-- Supplied data follows --

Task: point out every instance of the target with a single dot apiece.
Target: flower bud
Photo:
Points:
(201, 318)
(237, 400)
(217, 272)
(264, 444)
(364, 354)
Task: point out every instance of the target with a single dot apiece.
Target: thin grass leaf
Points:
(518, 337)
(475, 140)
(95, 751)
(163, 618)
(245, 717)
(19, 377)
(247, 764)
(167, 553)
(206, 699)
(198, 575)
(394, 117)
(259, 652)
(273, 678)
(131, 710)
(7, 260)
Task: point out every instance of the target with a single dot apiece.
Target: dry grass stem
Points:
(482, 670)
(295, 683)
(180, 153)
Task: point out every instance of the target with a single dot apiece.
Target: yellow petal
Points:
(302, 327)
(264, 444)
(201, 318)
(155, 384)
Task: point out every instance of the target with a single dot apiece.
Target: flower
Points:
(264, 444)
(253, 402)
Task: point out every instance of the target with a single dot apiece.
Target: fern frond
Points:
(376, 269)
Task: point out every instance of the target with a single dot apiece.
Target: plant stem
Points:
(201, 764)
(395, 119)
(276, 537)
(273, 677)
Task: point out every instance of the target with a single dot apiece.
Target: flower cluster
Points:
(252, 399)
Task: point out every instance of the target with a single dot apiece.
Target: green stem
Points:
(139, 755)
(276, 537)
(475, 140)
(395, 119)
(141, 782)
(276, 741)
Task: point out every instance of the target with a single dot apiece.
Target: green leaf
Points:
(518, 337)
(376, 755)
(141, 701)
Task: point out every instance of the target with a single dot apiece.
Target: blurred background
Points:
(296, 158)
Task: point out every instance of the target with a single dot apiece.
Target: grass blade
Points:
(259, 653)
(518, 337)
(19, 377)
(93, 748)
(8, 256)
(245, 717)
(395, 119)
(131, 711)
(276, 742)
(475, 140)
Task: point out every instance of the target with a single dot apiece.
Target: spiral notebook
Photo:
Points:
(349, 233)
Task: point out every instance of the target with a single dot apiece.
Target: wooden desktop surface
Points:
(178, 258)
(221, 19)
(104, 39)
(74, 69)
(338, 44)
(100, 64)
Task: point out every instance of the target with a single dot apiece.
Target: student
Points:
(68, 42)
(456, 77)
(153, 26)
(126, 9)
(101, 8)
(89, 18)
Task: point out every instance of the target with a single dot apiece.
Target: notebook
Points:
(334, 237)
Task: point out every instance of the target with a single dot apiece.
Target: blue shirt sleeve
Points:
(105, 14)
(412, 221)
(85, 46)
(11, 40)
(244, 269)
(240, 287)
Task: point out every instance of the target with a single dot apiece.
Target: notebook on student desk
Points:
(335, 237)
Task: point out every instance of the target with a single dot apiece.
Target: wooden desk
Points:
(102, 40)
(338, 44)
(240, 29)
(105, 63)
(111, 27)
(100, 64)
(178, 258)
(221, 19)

-- Supplied data concluded --
-- Supplied data follows --

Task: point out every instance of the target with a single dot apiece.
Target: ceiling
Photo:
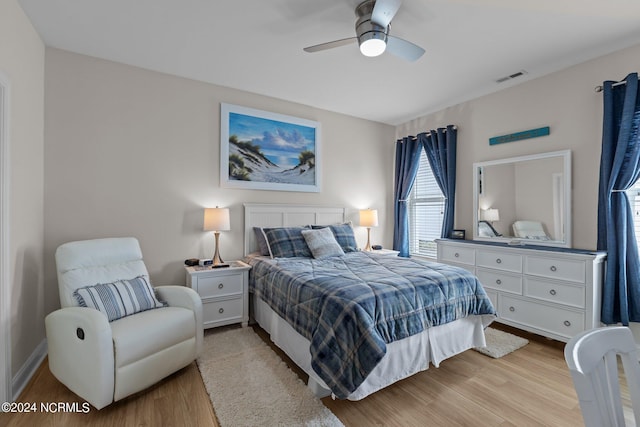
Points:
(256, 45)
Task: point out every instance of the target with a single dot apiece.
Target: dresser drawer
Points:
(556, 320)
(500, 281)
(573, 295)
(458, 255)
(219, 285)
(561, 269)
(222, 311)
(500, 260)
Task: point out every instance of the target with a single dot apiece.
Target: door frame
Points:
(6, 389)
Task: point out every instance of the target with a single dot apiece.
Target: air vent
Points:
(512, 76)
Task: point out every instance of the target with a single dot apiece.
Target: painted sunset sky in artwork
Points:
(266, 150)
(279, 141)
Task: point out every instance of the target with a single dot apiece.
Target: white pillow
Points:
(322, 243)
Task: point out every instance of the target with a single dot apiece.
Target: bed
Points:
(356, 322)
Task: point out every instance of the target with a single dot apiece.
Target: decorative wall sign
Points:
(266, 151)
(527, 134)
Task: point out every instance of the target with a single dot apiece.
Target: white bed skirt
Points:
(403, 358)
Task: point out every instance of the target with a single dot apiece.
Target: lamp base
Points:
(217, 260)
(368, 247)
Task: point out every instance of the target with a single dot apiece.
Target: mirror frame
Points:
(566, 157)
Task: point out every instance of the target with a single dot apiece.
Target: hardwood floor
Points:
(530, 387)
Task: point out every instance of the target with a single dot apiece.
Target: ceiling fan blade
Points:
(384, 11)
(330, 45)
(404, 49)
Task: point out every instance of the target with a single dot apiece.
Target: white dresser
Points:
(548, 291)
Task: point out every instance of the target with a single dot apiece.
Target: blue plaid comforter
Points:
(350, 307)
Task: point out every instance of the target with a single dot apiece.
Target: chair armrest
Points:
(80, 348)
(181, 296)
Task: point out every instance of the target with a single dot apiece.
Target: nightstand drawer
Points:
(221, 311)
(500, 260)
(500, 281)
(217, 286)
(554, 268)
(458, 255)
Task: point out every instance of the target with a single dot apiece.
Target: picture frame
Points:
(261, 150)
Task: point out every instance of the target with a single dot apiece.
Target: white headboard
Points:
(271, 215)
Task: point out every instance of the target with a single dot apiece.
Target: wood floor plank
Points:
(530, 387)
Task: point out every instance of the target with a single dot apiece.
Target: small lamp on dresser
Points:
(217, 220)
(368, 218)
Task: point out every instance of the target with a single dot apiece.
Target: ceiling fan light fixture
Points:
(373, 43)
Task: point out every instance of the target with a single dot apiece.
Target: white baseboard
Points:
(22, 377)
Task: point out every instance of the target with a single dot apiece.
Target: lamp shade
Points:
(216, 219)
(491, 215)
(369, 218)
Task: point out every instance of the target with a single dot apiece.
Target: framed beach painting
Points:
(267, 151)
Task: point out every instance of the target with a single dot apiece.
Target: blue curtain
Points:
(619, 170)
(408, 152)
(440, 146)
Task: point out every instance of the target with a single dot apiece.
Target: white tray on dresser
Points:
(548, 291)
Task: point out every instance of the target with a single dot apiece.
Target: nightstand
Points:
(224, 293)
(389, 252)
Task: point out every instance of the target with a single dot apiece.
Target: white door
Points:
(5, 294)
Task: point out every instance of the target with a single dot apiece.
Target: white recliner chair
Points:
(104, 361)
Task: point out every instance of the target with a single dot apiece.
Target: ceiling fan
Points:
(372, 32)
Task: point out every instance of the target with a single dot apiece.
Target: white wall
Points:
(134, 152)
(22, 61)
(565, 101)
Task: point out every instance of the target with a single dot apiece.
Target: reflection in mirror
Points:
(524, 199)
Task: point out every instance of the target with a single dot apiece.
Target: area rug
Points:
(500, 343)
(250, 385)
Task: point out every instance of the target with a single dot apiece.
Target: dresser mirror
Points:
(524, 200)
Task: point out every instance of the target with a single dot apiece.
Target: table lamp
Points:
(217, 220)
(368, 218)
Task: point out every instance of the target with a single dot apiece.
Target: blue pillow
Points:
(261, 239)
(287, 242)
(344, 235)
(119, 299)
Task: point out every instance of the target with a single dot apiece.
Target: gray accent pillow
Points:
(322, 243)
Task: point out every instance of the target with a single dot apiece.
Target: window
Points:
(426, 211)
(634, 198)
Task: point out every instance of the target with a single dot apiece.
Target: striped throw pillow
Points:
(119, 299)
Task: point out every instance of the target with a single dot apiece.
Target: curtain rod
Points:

-- Supplied data concluded --

• Aim of the task
Scan the data above for the word "dresser" and report every line where it is found.

• Answer below
Target: dresser drawer
Target: white dresser
Target: small lamp on dresser
Target: white tray on dresser
Target: dresser mirror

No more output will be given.